Exercise details =
Quote every entry word for word.

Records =
"""

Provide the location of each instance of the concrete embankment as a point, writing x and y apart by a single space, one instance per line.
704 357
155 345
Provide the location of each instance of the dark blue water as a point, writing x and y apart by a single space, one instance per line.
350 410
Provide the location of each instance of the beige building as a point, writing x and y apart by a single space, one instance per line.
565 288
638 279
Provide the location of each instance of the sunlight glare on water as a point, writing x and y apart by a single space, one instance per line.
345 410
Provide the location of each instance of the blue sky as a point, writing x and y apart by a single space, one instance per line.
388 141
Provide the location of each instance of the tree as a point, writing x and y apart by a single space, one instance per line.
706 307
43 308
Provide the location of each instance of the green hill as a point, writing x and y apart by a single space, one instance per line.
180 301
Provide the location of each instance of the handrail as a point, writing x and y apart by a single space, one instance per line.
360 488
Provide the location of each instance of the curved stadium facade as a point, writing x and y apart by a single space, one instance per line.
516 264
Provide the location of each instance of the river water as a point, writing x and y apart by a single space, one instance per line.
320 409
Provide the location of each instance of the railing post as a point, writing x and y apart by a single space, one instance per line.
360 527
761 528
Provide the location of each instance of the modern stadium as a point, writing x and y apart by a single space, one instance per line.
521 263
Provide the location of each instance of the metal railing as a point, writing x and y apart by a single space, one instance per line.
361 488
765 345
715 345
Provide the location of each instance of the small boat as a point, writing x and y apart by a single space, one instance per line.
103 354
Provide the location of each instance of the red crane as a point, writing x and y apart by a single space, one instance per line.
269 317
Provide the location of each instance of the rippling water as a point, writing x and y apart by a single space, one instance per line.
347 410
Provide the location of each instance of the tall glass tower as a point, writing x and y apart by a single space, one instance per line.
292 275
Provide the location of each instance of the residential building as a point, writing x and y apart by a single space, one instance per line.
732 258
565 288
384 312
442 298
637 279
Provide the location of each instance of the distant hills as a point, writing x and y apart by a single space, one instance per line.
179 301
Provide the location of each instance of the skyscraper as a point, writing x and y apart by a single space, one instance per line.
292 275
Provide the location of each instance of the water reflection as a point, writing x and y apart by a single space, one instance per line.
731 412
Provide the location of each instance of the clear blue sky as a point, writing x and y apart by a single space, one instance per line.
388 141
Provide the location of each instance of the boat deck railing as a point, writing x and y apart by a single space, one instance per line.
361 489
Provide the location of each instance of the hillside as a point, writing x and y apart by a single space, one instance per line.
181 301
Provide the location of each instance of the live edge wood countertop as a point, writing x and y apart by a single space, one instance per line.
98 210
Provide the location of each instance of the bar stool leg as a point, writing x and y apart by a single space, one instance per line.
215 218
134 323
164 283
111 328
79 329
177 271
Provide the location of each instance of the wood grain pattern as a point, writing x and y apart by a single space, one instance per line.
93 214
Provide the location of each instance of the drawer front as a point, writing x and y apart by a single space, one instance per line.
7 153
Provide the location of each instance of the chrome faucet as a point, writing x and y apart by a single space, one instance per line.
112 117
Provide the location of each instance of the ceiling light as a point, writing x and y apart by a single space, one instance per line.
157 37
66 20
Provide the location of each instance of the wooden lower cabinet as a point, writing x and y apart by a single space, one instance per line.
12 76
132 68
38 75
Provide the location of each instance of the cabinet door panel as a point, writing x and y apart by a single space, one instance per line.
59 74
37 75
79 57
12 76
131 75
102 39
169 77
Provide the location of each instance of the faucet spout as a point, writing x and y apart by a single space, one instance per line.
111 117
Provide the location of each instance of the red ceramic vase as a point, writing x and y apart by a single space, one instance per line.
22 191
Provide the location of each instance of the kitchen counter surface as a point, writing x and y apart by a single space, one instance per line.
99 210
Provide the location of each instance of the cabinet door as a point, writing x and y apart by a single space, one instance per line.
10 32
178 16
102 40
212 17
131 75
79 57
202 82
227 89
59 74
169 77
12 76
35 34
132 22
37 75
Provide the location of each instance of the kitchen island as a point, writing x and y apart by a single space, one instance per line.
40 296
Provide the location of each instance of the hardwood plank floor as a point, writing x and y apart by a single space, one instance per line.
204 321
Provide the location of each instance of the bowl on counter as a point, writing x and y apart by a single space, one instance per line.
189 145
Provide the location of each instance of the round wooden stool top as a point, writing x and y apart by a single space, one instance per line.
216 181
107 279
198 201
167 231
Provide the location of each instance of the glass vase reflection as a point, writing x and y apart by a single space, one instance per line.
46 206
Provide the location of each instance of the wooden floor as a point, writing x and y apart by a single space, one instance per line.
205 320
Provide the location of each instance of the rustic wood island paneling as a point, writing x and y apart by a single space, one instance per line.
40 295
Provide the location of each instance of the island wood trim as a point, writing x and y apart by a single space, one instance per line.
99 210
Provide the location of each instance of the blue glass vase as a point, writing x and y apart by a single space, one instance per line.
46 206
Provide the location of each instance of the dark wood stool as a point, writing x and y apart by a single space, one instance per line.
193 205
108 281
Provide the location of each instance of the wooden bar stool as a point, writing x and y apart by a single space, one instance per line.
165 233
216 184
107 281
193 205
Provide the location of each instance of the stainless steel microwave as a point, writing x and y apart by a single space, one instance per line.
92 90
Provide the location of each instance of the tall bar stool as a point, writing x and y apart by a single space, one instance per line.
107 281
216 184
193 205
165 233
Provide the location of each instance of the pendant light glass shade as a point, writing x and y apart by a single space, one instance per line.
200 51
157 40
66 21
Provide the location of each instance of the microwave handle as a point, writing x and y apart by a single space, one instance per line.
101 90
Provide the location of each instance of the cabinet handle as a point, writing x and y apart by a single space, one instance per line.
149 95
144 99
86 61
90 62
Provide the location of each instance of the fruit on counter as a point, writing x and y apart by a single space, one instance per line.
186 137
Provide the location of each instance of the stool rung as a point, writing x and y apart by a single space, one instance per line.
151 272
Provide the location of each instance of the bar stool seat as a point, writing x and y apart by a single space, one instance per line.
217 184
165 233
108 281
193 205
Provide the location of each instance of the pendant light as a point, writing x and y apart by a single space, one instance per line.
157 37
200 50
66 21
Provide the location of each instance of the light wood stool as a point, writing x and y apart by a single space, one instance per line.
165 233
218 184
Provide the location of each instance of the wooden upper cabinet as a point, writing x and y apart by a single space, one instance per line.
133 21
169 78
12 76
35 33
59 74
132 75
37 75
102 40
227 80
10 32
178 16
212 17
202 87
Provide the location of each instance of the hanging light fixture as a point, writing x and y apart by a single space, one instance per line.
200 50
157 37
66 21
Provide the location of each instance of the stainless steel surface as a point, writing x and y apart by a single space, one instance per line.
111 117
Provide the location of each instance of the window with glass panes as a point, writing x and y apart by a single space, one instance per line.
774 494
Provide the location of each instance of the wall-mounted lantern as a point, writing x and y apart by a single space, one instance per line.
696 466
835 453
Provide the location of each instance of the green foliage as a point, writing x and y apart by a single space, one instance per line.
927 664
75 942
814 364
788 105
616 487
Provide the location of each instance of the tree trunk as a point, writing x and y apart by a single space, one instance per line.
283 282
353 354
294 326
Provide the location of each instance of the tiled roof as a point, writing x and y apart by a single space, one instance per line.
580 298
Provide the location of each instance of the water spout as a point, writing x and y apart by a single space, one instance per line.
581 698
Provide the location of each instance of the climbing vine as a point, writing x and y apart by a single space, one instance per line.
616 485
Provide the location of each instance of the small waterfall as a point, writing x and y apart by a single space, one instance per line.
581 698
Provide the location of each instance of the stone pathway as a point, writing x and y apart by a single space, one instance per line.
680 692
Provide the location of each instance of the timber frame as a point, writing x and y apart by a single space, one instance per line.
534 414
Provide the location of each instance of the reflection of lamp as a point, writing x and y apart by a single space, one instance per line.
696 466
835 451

"""

The output =
Provide the location of each instance of the concrete embankment as a point, writing x and y apart by a single space, one instance per line.
704 357
155 345
Provide the location of each instance of the dark blue water as a point, writing x and y apart by a single space, one instance per line.
350 410
Provide the location of each instance of the beige building as a point, writing x and y apart by a single space, one instance per line.
565 288
638 279
Provide the location of each instance of the sunlight glare on water as a point, writing x and y apart by a single space, one instance per line.
345 410
Provide the location of each instance of the blue sky as a point, writing x and y apart by a single space, one instance per line.
388 141
Provide the location of each instance of the tree as a point, writing x and y apart by a single space, one instance per line.
706 307
43 308
Provide the location of each instance of the green hill as a point, writing x and y apart by a single space, one instance per line.
180 301
Provide the location of each instance of the handrail as a point, writing x and y apart by a single space, one instance per line.
360 488
Provide the location of each instance of the curved stadium facade as a point, writing x and y apart by a single space, one instance per line.
516 264
Provide the location of each instance of the river water as a point, writing x and y apart by a single space, one instance per line.
320 409
Provide the location of each instance of the railing post as a point, writing x and y apart by a single space, one instance per line.
360 527
761 528
Provide the location of each instance of the modern stadium as a point, writing x and y apart by a single space, one instance per line.
521 263
Provide the location of each instance of the metal railing as a point, writing x and y apart by a single space, one instance per line.
361 488
765 345
715 345
Provide the location of each instance of the small boat as a point, writing x and y apart by a single space, one instance per line.
103 354
Provide the location of each instance of the red crane as a point, writing x and y apart by a single space, one instance per line.
269 317
Provide the location of each instance of the rippling water as a point, writing x and y apart by a single space, one instance per line.
347 410
Provide the location of each instance of the tall glass tower as a point, writing x and y apart by a single space, one instance per line.
292 275
Provide the location of each instance of the residential building as a point, writing x and y apart by a single space, one instance per line.
732 258
565 288
384 312
442 298
637 279
Provide the location of each instance of the distant hills as a point, writing x and y apart by a single space, one instance per line.
179 301
Provide the location of each instance of the skyscraper as a point, writing x and y apart by a single space, one instance per line.
292 275
Provide the location of each instance of the water reflection as a point, writing x and y apart by a single space, one instance per line.
731 412
Provide the location of each instance of the clear blue sky as a point, writing x and y apart by a single space, one instance per line.
388 141
Provide the location of each instance of the boat deck railing as a point, writing x and y apart by a single space, one instance per line.
361 489
Provide the location of each instance of the hillside as a point, writing x and y apart by a single space, one instance per line.
181 301
Provide the location of each instance of the live edge wood countertop as a point, writing x and y apart by a single space, one instance per line.
98 210
Provide the location of each instance of the bar stool leg as a point, writing x and y apart by a single space, one instance per line.
215 218
134 323
164 283
111 328
79 329
177 271
Provide the location of each instance of the wood grain pattern as a point, writing x and y apart by a single space, one instance per line.
93 214
Provide the location of each instance of the drawer front as a point, writing x and y apart by a single space, one instance per line.
7 153
Provide the location of each instance of the chrome faucet as a point, writing x and y apart by a single space, one instance per line.
112 117
Provide the location of each instance of the ceiling light as a point, writing x and y apart by a single space, one instance per line.
157 37
66 20
Provide the location of each instance of the wooden lower cabinet as a point, writing x and y apart by a single space, one instance per line.
12 76
132 68
38 75
Provide the location of each instance of the cabinet door panel as a point, writing x and y apart by a single space, one instance per line.
59 74
37 75
79 57
12 76
131 75
102 39
169 77
Provide the location of each instance of the faucet spout as a point, writing x and y apart by a single space, one instance per line.
111 117
Provide the location of each instance of the red ceramic vase as a point, writing x and y apart by a single space, one instance per line.
22 191
Provide the location of each instance of the kitchen counter surface as a point, writing x and y apart by a single space, one instance per line.
99 210
Provide the location of each instance of the cabinet door as a point, writing x and y apart by a single space, one instance per line.
10 32
178 16
102 40
212 17
131 75
79 57
202 82
227 89
59 74
169 77
12 76
35 34
132 22
37 75
Provide the location of each instance of the kitchen island as a point, writing x and y apart by a single space, one instance per line.
40 296
Provide the location of each instance of the hardwood plank floor as a point, writing x and y apart by a single space, one instance per line.
204 321
Provide the location of each instance of the bowl on counter as a point, writing x and y apart by a single space, one instance per line.
189 145
Provide the location of each instance of the round wooden stool top as a point, writing x and y apart by a single space, one instance per line.
216 181
107 279
198 201
167 231
Provide the location of each instance of the glass vase reflection as a point, writing x and y apart by a single space, one instance per line.
46 206
Provide the location of each instance of the wooden floor as a point, writing x and y apart by a single space, one instance per line.
205 320
Provide the location of each instance of the rustic wood island paneling as a point, writing x and y apart by a single space, one instance per line.
40 295
Provide the location of each instance of the island wood trim as a point, writing x and y apart by a single space, one instance per line.
99 210
Provide the location of each instance of the blue glass vase as a point, writing x and y apart by a single space, one instance per line.
46 206
Provide the location of each instance of the dark wood stool as a point, writing x and y apart by a single space, one instance per line.
193 205
108 281
Provide the location of each instance of the wooden bar stool as a point, writing x and y apart by a single space, one instance per line.
165 233
216 184
107 281
193 205
Provide the location of each instance of the stainless steel microwave as a point, writing x and y apart by a single space, one instance per line.
92 90
Provide the location of each instance of the tall bar stool as a point, writing x and y apart by a single space, one instance per line.
107 281
216 184
193 205
165 233
Provide the location of each instance of the pendant light glass shade as a point, writing x and y apart by a single space, one instance per line.
200 51
157 40
66 21
Provide the location of each instance of the microwave handle as a point, writing x and y apart by a single space, one instance per line.
101 90
Provide the location of each instance of the cabinet handle as a point, writing x and y apart by a single space, one instance per line.
149 95
144 99
86 61
90 62
Provide the location of each instance of the fruit on counter as a point, writing x and y apart by a single space, one instance per line.
186 137
Provide the location of each instance of the stool rung as a point, writing x and y apart by a single space, one instance per line.
151 272
Provide the location of each instance of the bar stool seat as a point, writing x and y apart by a single space, one instance per line.
217 184
165 233
108 281
193 205
Provide the location of each instance of the pendant light as a point, writing x and y apart by a single space, one instance per line.
157 37
200 50
66 21
Provide the location of each instance of the light wood stool as a point, writing x and y apart by a single space, one instance per line.
165 233
218 184
Provide the location of each instance of the wooden upper cabinet as a point, writing x and y apart by a single space, one instance per line.
133 21
169 78
12 76
35 33
59 74
132 75
37 75
102 40
227 80
10 32
178 16
212 17
202 87
Provide the location of each instance of the hanging light fixture as a point, writing x and y apart by a single space, one instance per line.
200 50
157 37
66 21
Provide the location of each instance of the stainless steel surface as a point, writing x and y apart by a single space, one instance per line.
111 117
Provide the location of each instance of the window with glass panes as a point, writing x and y apart by a single space, one instance per line.
774 494
Provide the location of each instance of the wall-mounted lantern as a point, writing x and y apart by a single space, one instance per line.
696 466
835 453
Provide the location of each instance of the green foliage as a point, writing x and y apart by a single space, one instance per line.
927 664
75 942
814 364
788 105
616 487
Provide the location of each instance of the tree trunk as a point, writing x and y apart by a single space, one instance per line.
283 282
353 354
294 326
Provide the location of each instance of the tiled roof as a point, writing x and y apart by a single space, one instance per line.
580 298
Provide the location of each instance of the water spout as a point, writing x and y apart by a single space, one instance per line.
581 698
Provide the location of each instance of the climbing vine as a point, writing x and y apart by a single space, one instance per line.
616 485
Provide the location of each instance of the small waterfall as a point, writing x and y apart by a single space, one instance per line.
581 698
Provide the location of each instance of the stone pathway as a point, writing x and y apart by a single space, one instance per line.
680 692
Provide the location of each instance of the timber frame as a point, writing x and y apart by a single space, one instance per line.
534 414
Provide the location of each instance of the reflection of lamp as a point, writing x and y apart by a single space, one instance per line.
696 466
835 451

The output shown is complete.